> **What is being asked**: The lines you need are those holding the word "after"; pull them from the material.

> **Source data**:
════════════════════
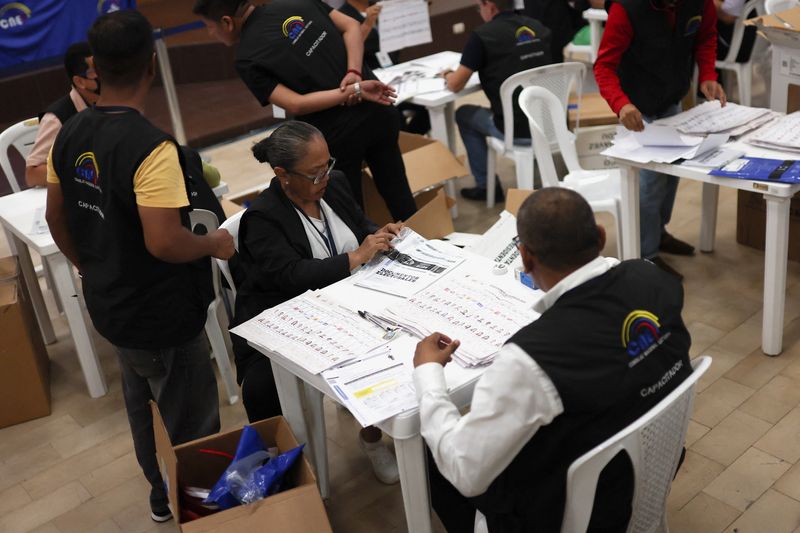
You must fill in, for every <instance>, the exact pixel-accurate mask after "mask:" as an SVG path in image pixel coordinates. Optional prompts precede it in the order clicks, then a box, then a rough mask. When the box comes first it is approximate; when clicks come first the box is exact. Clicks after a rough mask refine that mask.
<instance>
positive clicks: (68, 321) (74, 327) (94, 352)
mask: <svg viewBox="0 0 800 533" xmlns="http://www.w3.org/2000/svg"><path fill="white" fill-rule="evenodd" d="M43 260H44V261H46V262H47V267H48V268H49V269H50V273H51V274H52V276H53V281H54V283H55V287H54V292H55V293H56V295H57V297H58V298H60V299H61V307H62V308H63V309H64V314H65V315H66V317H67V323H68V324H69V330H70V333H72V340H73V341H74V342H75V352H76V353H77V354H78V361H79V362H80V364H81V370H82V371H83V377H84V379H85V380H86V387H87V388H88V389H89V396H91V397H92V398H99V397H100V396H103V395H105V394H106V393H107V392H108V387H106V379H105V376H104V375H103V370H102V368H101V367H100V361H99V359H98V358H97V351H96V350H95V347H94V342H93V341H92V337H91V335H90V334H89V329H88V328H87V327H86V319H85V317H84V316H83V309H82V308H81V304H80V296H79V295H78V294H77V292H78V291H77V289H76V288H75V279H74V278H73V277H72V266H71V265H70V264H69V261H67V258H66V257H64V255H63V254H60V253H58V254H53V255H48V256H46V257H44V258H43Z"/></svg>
════════════════════
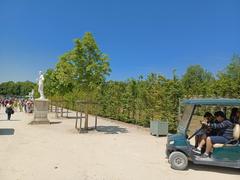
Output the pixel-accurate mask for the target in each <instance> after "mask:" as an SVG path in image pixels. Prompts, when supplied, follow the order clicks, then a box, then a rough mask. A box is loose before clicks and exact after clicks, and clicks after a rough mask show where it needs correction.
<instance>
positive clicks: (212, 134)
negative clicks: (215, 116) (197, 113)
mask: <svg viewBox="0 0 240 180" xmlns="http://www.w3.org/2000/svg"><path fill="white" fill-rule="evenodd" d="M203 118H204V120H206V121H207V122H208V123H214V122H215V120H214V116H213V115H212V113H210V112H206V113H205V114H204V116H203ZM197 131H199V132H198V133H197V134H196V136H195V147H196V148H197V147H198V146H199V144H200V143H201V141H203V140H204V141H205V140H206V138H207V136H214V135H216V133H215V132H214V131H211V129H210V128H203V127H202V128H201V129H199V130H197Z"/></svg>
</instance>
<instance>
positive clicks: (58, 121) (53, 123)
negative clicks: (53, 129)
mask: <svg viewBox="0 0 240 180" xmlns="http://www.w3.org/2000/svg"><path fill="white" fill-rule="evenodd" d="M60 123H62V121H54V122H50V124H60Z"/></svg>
════════════════════
> **Your solution**:
You must fill in, for every <instance>, the exact pixel-accurate mask after "mask:" as an SVG path in image pixel coordinates. Optional prompts precede it in the order clicks, then a box, then a rough mask. When the box comes first it is approximate; when clicks come first the box is exact. Clicks after a rough mask refine that mask.
Output the pixel-accurate mask for the target in each <instance> after "mask:" as an SVG path in image pixels. Prompts, when supplied, follow the order clicks, then a box, then a rough mask. A box is loose before clicks and exact after clicks, and clicks after a rough mask show where it needs correction.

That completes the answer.